[Directions]:
Below is a set of entries. Reproduce exactly the lines from the one containing "Reviewer note: verify that each instance of the distant butte" through the end, both included.

========================================================================

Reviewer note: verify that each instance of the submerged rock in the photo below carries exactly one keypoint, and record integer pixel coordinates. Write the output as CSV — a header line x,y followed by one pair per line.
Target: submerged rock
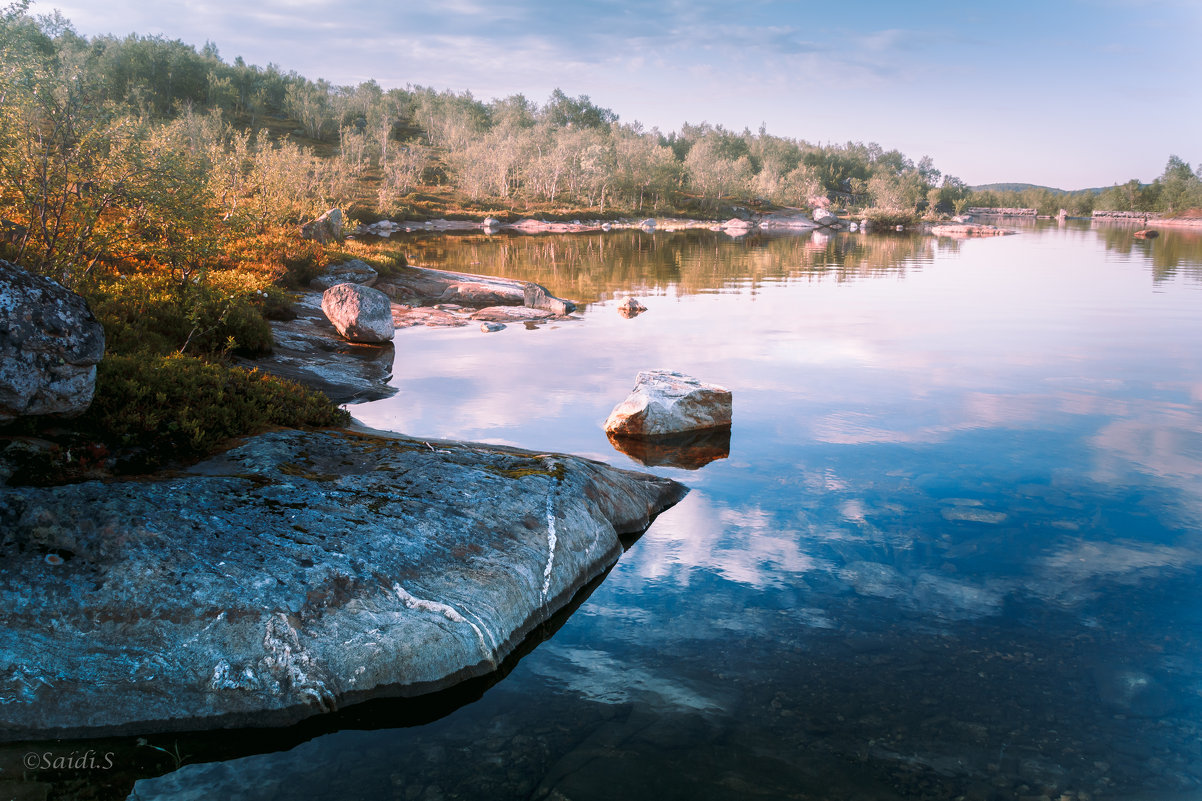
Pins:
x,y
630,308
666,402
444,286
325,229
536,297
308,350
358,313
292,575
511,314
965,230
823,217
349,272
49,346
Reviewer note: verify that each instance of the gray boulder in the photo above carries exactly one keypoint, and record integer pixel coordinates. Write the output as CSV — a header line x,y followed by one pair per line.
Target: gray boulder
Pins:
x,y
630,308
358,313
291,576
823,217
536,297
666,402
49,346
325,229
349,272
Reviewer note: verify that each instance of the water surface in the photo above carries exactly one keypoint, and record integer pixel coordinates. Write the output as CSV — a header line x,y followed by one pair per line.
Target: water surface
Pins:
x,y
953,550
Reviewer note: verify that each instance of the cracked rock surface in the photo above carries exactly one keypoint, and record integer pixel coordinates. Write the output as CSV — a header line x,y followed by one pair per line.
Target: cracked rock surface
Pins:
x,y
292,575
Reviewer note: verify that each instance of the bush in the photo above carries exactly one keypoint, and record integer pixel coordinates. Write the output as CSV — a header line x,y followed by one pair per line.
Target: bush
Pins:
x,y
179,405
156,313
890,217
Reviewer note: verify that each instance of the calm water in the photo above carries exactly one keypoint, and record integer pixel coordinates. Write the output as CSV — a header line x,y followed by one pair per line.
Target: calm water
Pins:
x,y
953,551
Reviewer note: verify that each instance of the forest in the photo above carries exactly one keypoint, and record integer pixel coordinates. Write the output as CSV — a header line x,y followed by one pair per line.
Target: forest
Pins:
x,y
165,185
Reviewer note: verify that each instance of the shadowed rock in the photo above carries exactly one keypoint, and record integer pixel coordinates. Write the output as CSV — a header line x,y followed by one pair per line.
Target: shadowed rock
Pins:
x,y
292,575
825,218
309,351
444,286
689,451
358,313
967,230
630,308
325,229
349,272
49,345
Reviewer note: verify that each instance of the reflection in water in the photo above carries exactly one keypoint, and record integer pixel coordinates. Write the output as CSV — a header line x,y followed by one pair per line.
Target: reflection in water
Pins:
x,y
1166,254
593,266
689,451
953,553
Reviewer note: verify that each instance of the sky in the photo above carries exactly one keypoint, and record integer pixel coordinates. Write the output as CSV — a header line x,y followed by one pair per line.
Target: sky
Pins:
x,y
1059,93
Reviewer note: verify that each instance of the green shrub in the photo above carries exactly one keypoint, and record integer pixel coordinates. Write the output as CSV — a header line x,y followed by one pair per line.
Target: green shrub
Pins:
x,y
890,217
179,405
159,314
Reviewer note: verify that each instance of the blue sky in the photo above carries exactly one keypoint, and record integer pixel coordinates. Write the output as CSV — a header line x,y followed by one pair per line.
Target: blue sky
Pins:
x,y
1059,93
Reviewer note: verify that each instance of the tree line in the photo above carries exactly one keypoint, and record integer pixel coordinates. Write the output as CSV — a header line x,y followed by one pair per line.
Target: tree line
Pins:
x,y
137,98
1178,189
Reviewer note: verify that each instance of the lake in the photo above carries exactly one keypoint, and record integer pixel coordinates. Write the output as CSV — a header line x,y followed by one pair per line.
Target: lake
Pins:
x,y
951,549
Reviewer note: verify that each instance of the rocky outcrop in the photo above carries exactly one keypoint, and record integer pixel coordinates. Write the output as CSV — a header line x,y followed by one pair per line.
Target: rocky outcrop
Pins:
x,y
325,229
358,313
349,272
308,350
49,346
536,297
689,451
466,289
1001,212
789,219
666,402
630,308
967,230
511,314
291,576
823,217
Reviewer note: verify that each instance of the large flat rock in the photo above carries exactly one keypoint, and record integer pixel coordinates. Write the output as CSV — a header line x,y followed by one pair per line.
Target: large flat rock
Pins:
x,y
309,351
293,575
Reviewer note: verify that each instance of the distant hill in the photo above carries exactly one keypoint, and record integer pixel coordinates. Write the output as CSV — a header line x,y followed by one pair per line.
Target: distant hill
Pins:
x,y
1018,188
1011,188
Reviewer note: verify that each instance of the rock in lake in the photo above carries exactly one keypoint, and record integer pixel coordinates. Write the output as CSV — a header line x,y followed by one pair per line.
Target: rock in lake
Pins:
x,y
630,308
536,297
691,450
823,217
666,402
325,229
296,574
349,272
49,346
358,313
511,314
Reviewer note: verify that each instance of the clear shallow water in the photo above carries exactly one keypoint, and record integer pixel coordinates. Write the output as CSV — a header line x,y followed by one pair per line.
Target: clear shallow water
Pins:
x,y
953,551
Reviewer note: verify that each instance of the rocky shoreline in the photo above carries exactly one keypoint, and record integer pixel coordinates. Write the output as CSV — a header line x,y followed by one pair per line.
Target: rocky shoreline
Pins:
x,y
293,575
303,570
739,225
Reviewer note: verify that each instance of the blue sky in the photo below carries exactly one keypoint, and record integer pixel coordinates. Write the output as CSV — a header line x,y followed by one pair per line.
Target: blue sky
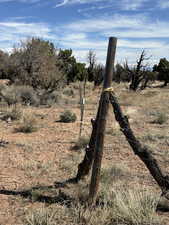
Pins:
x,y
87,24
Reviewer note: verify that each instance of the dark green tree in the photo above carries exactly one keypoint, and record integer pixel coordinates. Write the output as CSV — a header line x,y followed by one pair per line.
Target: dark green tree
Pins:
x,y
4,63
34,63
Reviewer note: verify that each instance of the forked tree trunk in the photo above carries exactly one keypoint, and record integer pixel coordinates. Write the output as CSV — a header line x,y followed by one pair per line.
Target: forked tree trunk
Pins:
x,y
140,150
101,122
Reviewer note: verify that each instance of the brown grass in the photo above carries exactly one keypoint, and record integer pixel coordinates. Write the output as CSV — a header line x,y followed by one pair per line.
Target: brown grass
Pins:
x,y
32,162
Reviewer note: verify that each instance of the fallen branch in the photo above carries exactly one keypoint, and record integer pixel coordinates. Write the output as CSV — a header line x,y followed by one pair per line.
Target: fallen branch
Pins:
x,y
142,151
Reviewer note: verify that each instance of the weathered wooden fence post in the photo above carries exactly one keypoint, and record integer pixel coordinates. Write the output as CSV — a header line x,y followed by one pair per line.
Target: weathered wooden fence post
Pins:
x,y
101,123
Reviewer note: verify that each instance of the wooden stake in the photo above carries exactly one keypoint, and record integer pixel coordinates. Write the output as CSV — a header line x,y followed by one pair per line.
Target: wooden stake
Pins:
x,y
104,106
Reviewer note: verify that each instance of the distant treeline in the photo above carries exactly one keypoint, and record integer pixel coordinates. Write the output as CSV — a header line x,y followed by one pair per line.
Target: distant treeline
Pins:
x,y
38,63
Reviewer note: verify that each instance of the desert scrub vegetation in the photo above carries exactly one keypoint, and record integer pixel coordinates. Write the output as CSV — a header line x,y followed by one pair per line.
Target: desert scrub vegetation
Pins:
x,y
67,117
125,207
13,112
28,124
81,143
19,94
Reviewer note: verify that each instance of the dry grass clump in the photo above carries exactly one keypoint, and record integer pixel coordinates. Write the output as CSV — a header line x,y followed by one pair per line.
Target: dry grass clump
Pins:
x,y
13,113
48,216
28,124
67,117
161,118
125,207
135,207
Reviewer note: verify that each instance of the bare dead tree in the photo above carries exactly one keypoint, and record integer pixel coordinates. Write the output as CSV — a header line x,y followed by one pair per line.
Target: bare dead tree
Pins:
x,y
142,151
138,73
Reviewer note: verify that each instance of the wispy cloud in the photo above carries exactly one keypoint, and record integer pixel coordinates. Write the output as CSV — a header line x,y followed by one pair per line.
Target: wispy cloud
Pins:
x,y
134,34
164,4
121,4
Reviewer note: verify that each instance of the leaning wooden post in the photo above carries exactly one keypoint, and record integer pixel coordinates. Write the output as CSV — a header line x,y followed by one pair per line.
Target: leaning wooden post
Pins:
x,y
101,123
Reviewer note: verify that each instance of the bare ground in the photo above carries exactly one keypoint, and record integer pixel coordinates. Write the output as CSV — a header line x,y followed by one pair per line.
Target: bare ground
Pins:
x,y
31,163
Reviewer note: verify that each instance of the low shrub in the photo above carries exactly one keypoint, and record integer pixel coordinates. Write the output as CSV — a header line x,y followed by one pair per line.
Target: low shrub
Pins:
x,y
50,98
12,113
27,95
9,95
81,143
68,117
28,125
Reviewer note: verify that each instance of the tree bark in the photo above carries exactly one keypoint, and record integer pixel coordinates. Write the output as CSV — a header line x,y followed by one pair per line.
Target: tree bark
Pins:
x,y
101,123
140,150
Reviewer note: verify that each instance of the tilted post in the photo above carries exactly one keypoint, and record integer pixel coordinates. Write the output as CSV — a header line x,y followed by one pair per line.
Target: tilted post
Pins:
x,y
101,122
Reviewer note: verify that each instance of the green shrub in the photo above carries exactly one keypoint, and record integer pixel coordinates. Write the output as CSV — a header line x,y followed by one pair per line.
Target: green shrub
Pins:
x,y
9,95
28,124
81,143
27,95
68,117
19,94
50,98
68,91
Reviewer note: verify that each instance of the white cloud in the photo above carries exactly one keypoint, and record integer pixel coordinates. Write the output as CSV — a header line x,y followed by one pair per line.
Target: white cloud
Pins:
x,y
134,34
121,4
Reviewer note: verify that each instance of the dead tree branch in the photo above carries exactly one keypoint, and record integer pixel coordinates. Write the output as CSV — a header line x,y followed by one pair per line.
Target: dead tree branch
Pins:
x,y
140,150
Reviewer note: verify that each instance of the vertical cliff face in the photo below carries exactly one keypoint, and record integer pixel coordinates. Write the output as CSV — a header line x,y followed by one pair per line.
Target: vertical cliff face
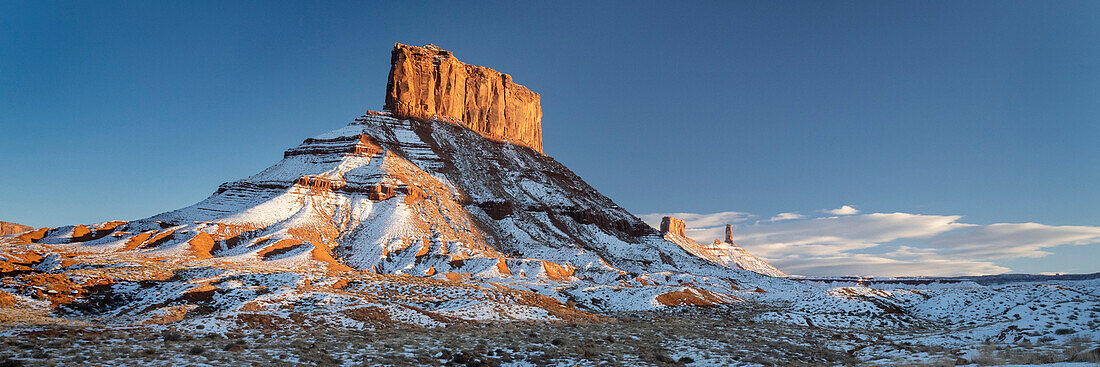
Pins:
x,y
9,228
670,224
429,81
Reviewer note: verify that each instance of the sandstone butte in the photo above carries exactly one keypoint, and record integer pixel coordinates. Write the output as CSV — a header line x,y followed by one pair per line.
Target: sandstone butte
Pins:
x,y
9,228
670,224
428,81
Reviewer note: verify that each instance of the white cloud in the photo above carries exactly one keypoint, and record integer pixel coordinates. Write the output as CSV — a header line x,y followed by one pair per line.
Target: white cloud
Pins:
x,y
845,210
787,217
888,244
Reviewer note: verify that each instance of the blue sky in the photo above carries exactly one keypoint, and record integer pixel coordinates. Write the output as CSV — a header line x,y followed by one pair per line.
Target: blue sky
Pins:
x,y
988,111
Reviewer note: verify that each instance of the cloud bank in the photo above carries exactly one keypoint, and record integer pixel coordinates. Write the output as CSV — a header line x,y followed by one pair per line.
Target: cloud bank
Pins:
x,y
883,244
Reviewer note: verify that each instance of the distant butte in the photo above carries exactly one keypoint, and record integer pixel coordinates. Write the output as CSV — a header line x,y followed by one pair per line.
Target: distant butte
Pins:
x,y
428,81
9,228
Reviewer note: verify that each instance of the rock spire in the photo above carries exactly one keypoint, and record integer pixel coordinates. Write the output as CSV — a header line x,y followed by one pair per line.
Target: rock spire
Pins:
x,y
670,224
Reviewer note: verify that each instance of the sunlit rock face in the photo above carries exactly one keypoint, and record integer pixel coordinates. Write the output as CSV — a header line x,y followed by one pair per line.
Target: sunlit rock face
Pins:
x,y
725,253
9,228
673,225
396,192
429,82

========================================================================

[Response to this exercise]:
Reviewer note: verify that each instance of the distant butte in the photo above carries exactly one keypoint, and record integer pixel coordinates. Write the output as CSV — a header line x,y followed by one pair per line.
Target: distant butte
Pins:
x,y
428,81
9,228
Reviewer note: verify that each instance of the rock spire in the photo above carries exactly one keypoint, and record integer pixel coordinates. Write the output as CSV — a header line x,y followed by one pair per line.
Target: rock spire
Pins:
x,y
670,224
Reviewer note: verify that each instance of the sunlit rock face in the photo above carries exactly one keypoint, and record integer pixel coordinates. Write the output as CSV — a header line x,y followed by one pair per line.
Target: sunlit rock face
Pins:
x,y
725,253
9,228
673,225
396,192
429,82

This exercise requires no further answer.